[Pointing and labeling entries]

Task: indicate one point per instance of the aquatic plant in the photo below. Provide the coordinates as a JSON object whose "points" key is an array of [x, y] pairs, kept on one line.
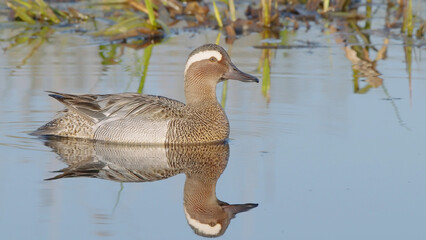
{"points": [[217, 15], [39, 11], [145, 63]]}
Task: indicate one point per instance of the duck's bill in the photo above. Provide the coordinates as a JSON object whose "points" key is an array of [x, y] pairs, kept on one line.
{"points": [[236, 74]]}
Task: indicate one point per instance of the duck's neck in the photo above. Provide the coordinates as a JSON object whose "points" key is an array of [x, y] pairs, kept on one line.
{"points": [[200, 91]]}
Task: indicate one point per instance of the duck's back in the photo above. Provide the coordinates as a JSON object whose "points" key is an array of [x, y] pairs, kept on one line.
{"points": [[136, 118], [124, 117]]}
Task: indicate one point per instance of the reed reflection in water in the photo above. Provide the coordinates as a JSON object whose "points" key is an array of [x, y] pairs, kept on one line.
{"points": [[202, 165]]}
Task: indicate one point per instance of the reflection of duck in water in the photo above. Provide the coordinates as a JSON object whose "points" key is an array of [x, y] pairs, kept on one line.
{"points": [[202, 164]]}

▶ [Your objective]:
Write all of the entries above as a JSON list of strings, with one string for each line and no blank lines. Leave the pictures out of the list.

▶ [Output below]:
[
  "Task: indicate one point per instance of the aquatic plant in the photo below. Provide the coordinates as a JSON object whose \"points\" key is an array of [x, y] pairs, kept on one line.",
  "{\"points\": [[217, 15], [39, 11], [145, 63]]}",
  "Task: indicate one point per instance of the duck's bill in the photo above. Provide the coordinates as a JSON object whose \"points\" key is an array of [x, y] pairs, kept on one line.",
  "{\"points\": [[236, 74]]}",
  "Task: indicate one point per instance of the duck's neck in the photo above. Provide the coordinates as a JSON object whose \"points\" key is an array of [x, y] pairs, kept on one line.",
  "{\"points\": [[200, 91]]}",
  "Task: indicate one point per instance of the duck's back in the photo above. Provide the coordinates as a JSON object whose \"points\" key is an array of [x, y] pairs, kept on one line.",
  "{\"points\": [[136, 118], [124, 117]]}",
  "Task: indicate one point per instance of the reed reflection in water in the photo above. Provide the coordinates as a JSON object whose \"points\" key is an array of [x, y] pairs, kept on one line.",
  "{\"points\": [[202, 165]]}",
  "Task: indicate one point per instance of the reflection of duck in water in the photo above. Provide the coordinates as a JSON object whose \"points\" key is an array of [x, y] pairs, kept on one line.",
  "{\"points\": [[202, 164]]}"
]